** Exercise requirements **
Check each statement against the interview below. Answer yes or no for each, and quote the words of the interview that decide it. (a) California's AB 32 is set to cut greenhouse gases 30 percent by 2020. (b) This year's weatherization money may be spent over three years. (c) She joined Alston & Bird as a partner in its Environmental and Land Development Group.

** Document section **
* * * * * * * * *
She left that post earlier this year to join Los Angeles law firm Alston & Bird as a partner in the Environmental and Land Development Group.

She was at the Santa Barbara Club on Friday to discuss with business people the legal landscape in land use, manufacturing and climate change.

After the talk, she sat down with the News-Press.

Q: As you go around to these business groups, explain in laymen's terms your message to them.

A: I just kind of tell people what's going on in Sacramento, what regulations are coming, what you need to think about and be prepared for.

Q: On the continuum of environmental protection, where does California sit?

A: On the vanguard. The nations of the world signed Kyoto; they've agreed to reduce greenhouse gas five percent by 2012. Well, California's AB 32, signed a couple years ago, will reduce greenhouse gases 30 percent by 2020. So whatever California does, it goes further.

Q: How is Santa Barbara viewed among environmental advocates?

A: I think very positively. Environmental advocates find Santa Barbara to be a good place for them to achieve their objectives. No off-shore drilling, that kind of thing.

Q: What does the federal stimulus plan mean for environmental planning?

A: It's huge. I'm very busy with federal stimulus stuff. There's an enormous amount of opportunity for entrepreneurs in clean tech and environmentally sustainable technology, and there's a ton of seed money being distributed for that right now.

Q: What does all this money mean for the regulation side?

A: The money does come with restrictions that are different. For instance, weatherization. A huge slug of money is coming for low-income housing in Santa Barbara to the extent that it's drafty. Window-caulking and insulation -- all of those services will be provided free. Last year there was $3 million for this. This year there's $185 million, and it all has to be spent by September, whereas the $3 million they normally get, they have three years to spend it. It's an enormous amount of money, and they have to use prevailing-wage laws, whereas normally they could just use minimum wage. So there's regulatory ties that come with the money. It has requirements that are not normally there in the grant cycles.
* * * * * * * * *
** Entries supplied **
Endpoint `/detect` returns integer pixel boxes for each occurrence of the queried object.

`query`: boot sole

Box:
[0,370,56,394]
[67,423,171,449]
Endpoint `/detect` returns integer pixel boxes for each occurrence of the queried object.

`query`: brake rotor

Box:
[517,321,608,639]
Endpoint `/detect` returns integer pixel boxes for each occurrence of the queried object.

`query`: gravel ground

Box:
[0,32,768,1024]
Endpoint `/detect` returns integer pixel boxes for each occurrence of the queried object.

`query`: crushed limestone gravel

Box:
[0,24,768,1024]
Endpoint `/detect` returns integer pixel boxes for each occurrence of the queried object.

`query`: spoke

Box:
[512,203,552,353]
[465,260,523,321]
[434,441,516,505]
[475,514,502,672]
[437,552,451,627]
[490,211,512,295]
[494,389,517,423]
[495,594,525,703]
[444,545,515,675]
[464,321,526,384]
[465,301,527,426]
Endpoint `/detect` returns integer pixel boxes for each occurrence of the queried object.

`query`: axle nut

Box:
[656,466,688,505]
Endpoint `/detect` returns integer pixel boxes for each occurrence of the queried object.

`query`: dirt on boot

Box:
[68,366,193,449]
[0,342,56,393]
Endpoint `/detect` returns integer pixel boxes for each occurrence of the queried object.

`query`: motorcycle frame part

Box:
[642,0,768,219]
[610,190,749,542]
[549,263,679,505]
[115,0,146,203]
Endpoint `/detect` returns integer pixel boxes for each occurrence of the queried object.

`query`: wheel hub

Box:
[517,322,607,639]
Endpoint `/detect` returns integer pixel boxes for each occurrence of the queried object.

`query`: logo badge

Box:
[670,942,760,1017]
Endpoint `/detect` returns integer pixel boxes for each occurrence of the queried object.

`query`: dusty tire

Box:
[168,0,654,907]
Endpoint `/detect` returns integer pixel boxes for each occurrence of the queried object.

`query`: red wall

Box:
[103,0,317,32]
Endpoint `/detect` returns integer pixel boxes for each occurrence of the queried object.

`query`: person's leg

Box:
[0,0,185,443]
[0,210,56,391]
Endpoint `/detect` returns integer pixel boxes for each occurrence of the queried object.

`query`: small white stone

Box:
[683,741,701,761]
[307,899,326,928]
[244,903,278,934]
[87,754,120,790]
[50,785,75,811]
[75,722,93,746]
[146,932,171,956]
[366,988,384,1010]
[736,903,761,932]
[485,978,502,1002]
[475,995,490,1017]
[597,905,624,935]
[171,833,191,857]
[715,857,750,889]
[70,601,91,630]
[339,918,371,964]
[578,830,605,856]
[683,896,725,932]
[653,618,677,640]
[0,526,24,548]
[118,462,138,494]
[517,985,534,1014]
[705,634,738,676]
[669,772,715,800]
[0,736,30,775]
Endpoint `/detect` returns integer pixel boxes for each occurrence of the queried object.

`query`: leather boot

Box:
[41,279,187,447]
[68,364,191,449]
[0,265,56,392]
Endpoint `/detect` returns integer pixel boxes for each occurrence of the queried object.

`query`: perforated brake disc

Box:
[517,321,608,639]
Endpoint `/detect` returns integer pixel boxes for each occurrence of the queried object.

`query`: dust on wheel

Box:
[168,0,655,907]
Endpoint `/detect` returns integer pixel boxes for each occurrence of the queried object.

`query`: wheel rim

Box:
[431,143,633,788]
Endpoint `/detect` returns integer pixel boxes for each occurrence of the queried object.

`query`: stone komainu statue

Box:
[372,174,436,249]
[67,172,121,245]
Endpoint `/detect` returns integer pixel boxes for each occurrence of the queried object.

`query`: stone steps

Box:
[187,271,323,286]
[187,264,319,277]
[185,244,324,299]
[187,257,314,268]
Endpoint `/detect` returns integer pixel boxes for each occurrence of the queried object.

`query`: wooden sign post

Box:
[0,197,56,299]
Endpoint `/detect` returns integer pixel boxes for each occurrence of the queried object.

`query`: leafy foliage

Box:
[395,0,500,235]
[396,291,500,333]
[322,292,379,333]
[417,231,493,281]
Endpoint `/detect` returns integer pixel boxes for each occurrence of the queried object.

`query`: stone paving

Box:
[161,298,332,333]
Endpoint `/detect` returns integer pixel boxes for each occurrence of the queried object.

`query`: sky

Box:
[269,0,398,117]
* * * * * * * * *
** Completed task **
(a) Yes: "California's AB 32, signed a couple years ago, will reduce greenhouse gases 30 percent by 2020."
(b) No: "This year there's $185 million, and it all has to be spent by September"
(c) Yes: "to join Los Angeles law firm Alston & Bird as a partner in the Environmental and Land Development Group."